Records contained in a dataset:

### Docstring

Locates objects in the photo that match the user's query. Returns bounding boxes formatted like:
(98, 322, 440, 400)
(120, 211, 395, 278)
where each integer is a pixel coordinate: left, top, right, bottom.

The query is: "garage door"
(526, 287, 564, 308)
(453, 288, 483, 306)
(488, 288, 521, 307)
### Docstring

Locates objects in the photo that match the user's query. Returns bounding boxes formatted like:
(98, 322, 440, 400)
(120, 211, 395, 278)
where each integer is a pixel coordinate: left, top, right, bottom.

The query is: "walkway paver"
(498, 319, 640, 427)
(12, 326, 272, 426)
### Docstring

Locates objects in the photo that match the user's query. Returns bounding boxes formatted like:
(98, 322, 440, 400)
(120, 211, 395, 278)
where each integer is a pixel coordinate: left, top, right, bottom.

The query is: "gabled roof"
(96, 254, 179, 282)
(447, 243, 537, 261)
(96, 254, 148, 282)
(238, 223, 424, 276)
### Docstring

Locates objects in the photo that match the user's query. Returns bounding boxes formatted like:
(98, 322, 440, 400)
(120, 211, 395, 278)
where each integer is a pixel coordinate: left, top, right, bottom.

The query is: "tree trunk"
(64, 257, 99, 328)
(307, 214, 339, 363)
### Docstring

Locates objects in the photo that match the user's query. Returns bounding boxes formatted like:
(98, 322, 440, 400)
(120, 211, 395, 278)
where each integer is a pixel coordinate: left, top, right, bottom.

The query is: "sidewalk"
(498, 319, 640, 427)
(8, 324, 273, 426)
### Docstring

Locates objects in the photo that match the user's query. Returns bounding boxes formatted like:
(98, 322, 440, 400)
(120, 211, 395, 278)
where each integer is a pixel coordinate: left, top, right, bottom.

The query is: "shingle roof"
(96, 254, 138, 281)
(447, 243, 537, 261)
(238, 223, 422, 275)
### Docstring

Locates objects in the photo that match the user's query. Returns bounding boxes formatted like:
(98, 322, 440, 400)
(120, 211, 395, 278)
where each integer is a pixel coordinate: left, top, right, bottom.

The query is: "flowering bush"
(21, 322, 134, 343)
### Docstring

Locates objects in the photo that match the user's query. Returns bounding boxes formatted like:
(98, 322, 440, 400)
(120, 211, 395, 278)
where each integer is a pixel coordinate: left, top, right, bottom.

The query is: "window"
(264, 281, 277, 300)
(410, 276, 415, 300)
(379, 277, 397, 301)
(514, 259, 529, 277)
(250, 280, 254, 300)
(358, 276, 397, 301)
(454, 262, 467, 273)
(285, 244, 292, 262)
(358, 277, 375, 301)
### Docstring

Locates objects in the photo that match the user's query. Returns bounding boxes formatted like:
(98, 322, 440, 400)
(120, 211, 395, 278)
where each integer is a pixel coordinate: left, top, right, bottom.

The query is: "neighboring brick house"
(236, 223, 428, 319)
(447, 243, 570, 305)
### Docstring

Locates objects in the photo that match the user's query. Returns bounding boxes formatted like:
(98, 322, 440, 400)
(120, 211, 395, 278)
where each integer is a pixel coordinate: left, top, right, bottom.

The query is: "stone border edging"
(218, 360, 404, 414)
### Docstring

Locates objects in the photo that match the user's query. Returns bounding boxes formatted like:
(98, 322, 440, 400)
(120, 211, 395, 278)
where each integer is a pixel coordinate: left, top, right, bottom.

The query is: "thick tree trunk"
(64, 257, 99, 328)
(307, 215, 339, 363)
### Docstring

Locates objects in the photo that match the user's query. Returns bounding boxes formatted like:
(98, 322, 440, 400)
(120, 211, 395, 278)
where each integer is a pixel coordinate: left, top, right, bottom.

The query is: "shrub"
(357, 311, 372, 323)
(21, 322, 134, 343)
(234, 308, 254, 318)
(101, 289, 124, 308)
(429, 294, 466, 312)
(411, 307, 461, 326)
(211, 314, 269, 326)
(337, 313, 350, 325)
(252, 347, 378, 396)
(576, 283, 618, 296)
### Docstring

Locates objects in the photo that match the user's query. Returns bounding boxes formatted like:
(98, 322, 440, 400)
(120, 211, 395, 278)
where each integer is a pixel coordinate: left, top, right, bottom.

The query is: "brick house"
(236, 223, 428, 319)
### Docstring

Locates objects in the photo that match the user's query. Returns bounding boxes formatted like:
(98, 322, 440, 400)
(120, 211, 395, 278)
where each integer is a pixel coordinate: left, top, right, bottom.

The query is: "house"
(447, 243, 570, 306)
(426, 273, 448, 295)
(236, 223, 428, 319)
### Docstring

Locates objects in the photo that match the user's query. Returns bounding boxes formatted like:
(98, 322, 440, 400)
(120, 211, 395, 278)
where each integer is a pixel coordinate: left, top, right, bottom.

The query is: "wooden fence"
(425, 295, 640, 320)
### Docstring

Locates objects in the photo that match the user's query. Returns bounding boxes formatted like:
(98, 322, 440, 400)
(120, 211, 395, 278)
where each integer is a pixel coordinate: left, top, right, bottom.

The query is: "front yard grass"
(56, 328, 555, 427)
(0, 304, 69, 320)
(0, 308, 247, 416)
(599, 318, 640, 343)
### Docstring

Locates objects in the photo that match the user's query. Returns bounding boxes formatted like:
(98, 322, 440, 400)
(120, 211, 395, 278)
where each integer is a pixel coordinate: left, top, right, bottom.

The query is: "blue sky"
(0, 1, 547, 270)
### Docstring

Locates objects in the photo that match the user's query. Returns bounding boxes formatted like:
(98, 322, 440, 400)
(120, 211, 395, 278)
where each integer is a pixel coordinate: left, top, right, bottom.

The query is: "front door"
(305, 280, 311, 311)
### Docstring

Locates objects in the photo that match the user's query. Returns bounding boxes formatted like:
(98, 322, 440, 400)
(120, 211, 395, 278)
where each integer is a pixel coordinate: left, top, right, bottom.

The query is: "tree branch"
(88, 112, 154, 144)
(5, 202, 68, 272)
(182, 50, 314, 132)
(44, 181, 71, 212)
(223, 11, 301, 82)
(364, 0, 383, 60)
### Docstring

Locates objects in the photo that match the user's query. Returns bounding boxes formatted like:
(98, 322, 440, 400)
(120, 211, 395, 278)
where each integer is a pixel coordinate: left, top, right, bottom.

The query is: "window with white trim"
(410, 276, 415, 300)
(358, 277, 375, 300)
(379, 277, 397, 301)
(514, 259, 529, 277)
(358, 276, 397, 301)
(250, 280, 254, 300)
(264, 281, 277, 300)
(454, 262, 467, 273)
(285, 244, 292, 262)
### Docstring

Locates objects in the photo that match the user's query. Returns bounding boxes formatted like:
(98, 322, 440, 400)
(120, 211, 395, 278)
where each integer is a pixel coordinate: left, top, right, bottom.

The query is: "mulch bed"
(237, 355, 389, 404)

• Exercise objective:
Exact copy required. Retype all of the entries word for word.

• Completed task:
### Docstring

Locates objects in the photo that match the user's query. Returns bounding boxes formatted like:
(98, 322, 440, 400)
(120, 211, 395, 278)
where each integer is a pixel coordinate: left, top, right, bottom.

The query is: "garage door"
(526, 287, 564, 308)
(453, 288, 483, 306)
(488, 288, 521, 307)
### Docstring

Locates objects in the photo that match the user's query. Returns bounding boxes formatted like:
(98, 322, 440, 400)
(120, 211, 395, 278)
where each integer is a pixel coordinate: left, top, right, bottom.

The query is: "walkway paver"
(498, 319, 640, 427)
(12, 326, 272, 426)
### Docstring

Locates objects in the photo that match the user's query. Returns bounding boxes formatted like:
(98, 322, 440, 400)
(120, 211, 395, 278)
where each integer is a pixel coordinate: left, top, right, bottom.

The query is: "gabled roof"
(96, 254, 179, 282)
(447, 243, 537, 261)
(96, 254, 148, 282)
(238, 223, 424, 276)
### Docstring

Locates objects in the photo that match the user's query. Returns bounding boxes formatted like:
(98, 322, 440, 400)
(120, 211, 395, 278)
where each integer is a pixel coordinate: left, top, right, bottom.

The query is: "tree trunk"
(64, 257, 99, 328)
(307, 214, 339, 363)
### Docstring

Locates objects in the photo that match the user's query. Returns bounding boxes formatted like:
(98, 322, 440, 400)
(120, 211, 395, 278)
where each integer is a pixel coordinate: left, top, right, bottom.

The query is: "sidewalk"
(498, 319, 640, 427)
(8, 324, 273, 426)
### Docstring

Locates objects in the photo that match the user's query. Returns bounding boxes formatted like:
(98, 322, 440, 400)
(120, 211, 395, 278)
where each integer is a pixel coordinate: left, top, right, bottom.

The query is: "shingle roof"
(96, 254, 138, 281)
(447, 243, 537, 261)
(238, 223, 422, 275)
### Docstring

Locates objects in the photo that match the user's query. Returns bounding boxes formatted like:
(98, 322, 440, 400)
(120, 211, 395, 278)
where each integer is a pixel coordinate: left, top, right, bottom.

The query is: "flowering bush"
(21, 322, 134, 343)
### Docstring

Locates objects in the photo that match the user's query. Returns bounding boxes formatted like:
(98, 322, 440, 400)
(120, 211, 395, 278)
where each integer is a pixel coordinate: left, top, right, bottom.

The query is: "window"
(264, 281, 277, 300)
(410, 276, 415, 300)
(379, 277, 397, 301)
(514, 259, 529, 277)
(250, 280, 254, 300)
(358, 276, 397, 301)
(454, 262, 467, 273)
(285, 244, 292, 262)
(358, 277, 375, 301)
### Docstring

Locates objects in the photo that match the user's query. Returns bounding boxes formatted like:
(98, 322, 440, 400)
(120, 211, 395, 278)
where each integer is a pixel coordinate: left, top, right, bottom.

The query is: "neighboring brick house"
(236, 223, 428, 319)
(447, 243, 570, 305)
### Docstring

Locates objects in the photo that match the user's query. Returns bounding boxes formatted like:
(98, 322, 440, 400)
(120, 211, 395, 278)
where each integer is a pixel coordinate: left, top, right, bottom.

The query is: "stone border edging"
(218, 360, 404, 414)
### Docstring

Locates objects in the photo that match the user's query. Returns bounding boxes formatted like:
(98, 322, 440, 400)
(120, 211, 395, 278)
where each integer is a pixel coordinate: left, top, right, bottom.

The query is: "thick tree trunk"
(64, 257, 99, 328)
(307, 215, 339, 363)
### Docstring

Locates objects in the photo that match the user's query. Returns bounding boxes formatted like:
(98, 322, 440, 400)
(120, 211, 395, 278)
where each integer is a pixel coordinate: left, top, right, bottom.

The query is: "shrub"
(357, 311, 372, 323)
(21, 322, 134, 343)
(234, 308, 254, 318)
(101, 289, 124, 308)
(429, 294, 466, 312)
(411, 307, 461, 326)
(211, 314, 269, 326)
(337, 313, 350, 325)
(252, 347, 378, 396)
(576, 283, 618, 296)
### Docstring

Locates objects in the photo that match the user's query. Returns bounding boxes formatted like:
(98, 322, 440, 400)
(120, 211, 395, 278)
where each integer is a pixel coordinate: left, top, right, bottom.

The query is: "brick house"
(236, 223, 428, 319)
### Docstring

Locates objects in the photo that match the user's query. Returns bounding boxes formatted like:
(98, 322, 440, 400)
(120, 211, 395, 278)
where each integer is a pixel coordinate: left, top, right, bottom.

The query is: "house"
(447, 243, 570, 306)
(426, 273, 448, 295)
(236, 223, 428, 319)
### Docstring

Locates objects in the photo that match the user's query. Returns bounding boxes formatted like:
(98, 322, 440, 400)
(120, 211, 395, 278)
where each integer is a pixel coordinate: left, top, right, bottom.

The query is: "wooden fence"
(425, 295, 640, 320)
### Docstring

Locates objects in the photo that match the user's query. Returns bounding boxes formatted like:
(98, 322, 440, 400)
(120, 211, 395, 278)
where each integer is a pixel coordinate: left, top, right, bottom.

The query is: "front yard grass"
(56, 328, 555, 427)
(0, 304, 69, 320)
(0, 308, 247, 416)
(599, 318, 640, 343)
### Docstring

Locates objects in the photo that match the user's query. Returns bounding boxes formatted like:
(98, 322, 440, 400)
(120, 211, 395, 278)
where each integer is a pixel coordinate: left, top, right, bottom.

The query is: "blue sky"
(0, 1, 547, 270)
### Docstring

Locates objects in the photo that match the user's query. Returns bounding boxes formatted like:
(98, 322, 440, 400)
(120, 211, 395, 278)
where each integer is a pixel coordinate: left, top, right, bottom.

The query is: "front door"
(305, 280, 311, 311)
### Docstring

Locates objects in the photo that match the user's query. Returns bounding boxes formatted like:
(98, 322, 440, 400)
(120, 211, 395, 278)
where each integer is a pixel coordinate: left, top, right, bottom.

The query is: "tree branch"
(88, 112, 154, 144)
(5, 202, 68, 272)
(182, 50, 314, 132)
(44, 181, 71, 212)
(223, 11, 301, 82)
(364, 0, 383, 60)
### Docstring

Locates objects in the photo that match the user's query. Returns bounding boxes formatted like:
(98, 322, 440, 400)
(120, 211, 395, 278)
where each integer is a pixel coordinate: left, top, right, bottom.

The query is: "window with white trim"
(410, 276, 415, 300)
(358, 277, 375, 300)
(379, 277, 397, 301)
(514, 259, 529, 277)
(358, 276, 397, 301)
(250, 280, 254, 300)
(264, 281, 277, 300)
(454, 262, 467, 273)
(285, 244, 292, 262)
### Docstring

Locates objects in the photo that match the user's query. Returns bounding boxes formatted like:
(98, 322, 440, 400)
(120, 211, 395, 278)
where each integer is a pixel coordinate: left, top, right, bottom.

The query is: "mulch bed"
(237, 355, 389, 404)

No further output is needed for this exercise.